> _Exercise_
Write the records out again, keeping each line exactly as it is.

:: Listed records ::

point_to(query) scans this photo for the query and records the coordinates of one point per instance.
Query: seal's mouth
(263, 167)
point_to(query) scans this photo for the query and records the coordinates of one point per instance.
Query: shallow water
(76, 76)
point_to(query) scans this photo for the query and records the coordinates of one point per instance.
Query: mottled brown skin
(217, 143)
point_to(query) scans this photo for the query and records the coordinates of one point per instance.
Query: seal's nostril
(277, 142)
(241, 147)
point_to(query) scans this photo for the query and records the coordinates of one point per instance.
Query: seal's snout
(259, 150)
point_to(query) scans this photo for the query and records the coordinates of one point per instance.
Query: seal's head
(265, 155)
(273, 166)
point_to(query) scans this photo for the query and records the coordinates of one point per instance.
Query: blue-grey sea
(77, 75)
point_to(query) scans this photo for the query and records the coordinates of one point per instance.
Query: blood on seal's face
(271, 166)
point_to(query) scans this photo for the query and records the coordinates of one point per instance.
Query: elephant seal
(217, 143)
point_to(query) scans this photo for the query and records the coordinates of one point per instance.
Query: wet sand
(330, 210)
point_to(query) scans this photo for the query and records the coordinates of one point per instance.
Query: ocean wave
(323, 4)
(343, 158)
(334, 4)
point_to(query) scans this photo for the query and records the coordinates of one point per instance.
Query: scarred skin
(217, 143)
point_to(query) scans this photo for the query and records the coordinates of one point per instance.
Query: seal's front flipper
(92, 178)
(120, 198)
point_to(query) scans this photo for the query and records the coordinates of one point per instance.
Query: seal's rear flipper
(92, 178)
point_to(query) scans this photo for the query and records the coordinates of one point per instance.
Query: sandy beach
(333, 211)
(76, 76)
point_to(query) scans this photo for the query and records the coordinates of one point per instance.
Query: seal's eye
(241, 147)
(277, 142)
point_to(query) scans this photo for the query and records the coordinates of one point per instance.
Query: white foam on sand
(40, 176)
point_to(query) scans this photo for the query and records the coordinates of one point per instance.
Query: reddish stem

:::

> _Task solution_
point_to(query) scans this photo for the query and records the coordinates of one point per instance.
Query: seal's mouth
(263, 167)
point_to(query) scans this photo for the query and records the coordinates of one point per instance.
Query: shallow water
(76, 76)
point_to(query) scans this photo for the query and records the coordinates of one point per instance.
Query: mottled brown skin
(217, 143)
point_to(query) scans this photo for the query and records the coordinates of one point per instance.
Query: seal's nostril
(277, 142)
(241, 147)
point_to(query) scans this photo for the query and records the coordinates of one point per instance.
Query: seal's snout
(259, 150)
point_to(query) scans this photo for the query and records the coordinates of one point per instance.
Query: seal's head
(265, 155)
(273, 166)
point_to(query) scans this photo for the query and records the coordinates of one point per instance.
Query: blue-grey sea
(77, 75)
point_to(query) scans this photo for the query and records the coordinates of one point per instance.
Query: blood on seal's face
(271, 166)
point_to(query) scans this photo for the query and records the coordinates of one point per instance.
Query: elephant seal
(217, 143)
point_to(query) scans this photo for the query and records the coordinates of one point per instance.
Query: wet sand
(330, 210)
point_to(query) scans this photo for the query and records the coordinates of one point per instance.
Query: ocean wave
(323, 4)
(343, 158)
(334, 4)
point_to(query) scans this photo for the query and records the coordinates of one point per instance.
Query: scarred skin
(217, 143)
point_to(query) scans this photo for the query and records the coordinates of one point per instance.
Query: seal's front flipper
(92, 178)
(120, 198)
point_to(query) scans this photo for the query and records the coordinates of one point per instance.
Query: seal's rear flipper
(92, 178)
point_to(query) scans this photo for the query and records the coordinates of one point per instance.
Query: sandy beach
(333, 211)
(76, 76)
point_to(query) scans this photo for the query and records the coordinates of one point per instance.
Query: seal's eye
(241, 147)
(277, 142)
point_to(query) scans this photo for the query and records the coordinates of one point per instance.
Query: white foam on sand
(40, 176)
point_to(query) scans this photo for the query and records the coordinates of one point per instance.
Query: reddish stem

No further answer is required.